# [PROBLEM DESCRIPTION]
Increase each bounding box coordinate by 105, and write out again every line from the one that contains "For the AR overlay system, where exactly is the tile" through the one that contains "[0,1,640,231]", keeping the text lines in those rows as they are.

· · · · · · ·

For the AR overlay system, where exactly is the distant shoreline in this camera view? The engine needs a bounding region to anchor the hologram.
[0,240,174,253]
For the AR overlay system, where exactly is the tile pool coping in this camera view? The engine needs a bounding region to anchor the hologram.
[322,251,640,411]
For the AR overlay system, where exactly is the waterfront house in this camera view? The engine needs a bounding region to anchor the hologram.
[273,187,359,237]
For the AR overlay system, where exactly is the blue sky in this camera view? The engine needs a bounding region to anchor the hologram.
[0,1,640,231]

· · · · · · ·

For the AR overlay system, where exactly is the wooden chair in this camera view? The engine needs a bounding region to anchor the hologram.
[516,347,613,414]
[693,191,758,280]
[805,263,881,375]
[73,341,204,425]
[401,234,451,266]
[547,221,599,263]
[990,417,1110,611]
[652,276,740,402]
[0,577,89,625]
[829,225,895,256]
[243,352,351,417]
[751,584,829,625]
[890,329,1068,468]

· · · · · · ·

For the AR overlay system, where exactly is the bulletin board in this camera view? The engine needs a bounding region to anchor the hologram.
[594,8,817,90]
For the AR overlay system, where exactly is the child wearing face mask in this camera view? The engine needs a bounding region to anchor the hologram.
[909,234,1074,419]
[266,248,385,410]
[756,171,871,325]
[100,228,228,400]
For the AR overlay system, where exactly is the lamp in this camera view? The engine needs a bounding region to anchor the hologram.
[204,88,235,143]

· · · · · · ·

# [ANSWER TO THE PROBLEM]
For the AR overlay system, where exactly is the tile pool coping in this camera view? The engine needs a bounding region to anchor the hologram.
[427,356,745,516]
For the AR overlay system, where exactly is the waterfront house in this camera view? The engine needs a bounding region to anchor the hologram.
[378,292,464,342]
For the AR overlay system, where exactly is the blue sky in this camera view? The engine needs a bounding region to anchor the hologram.
[105,106,745,336]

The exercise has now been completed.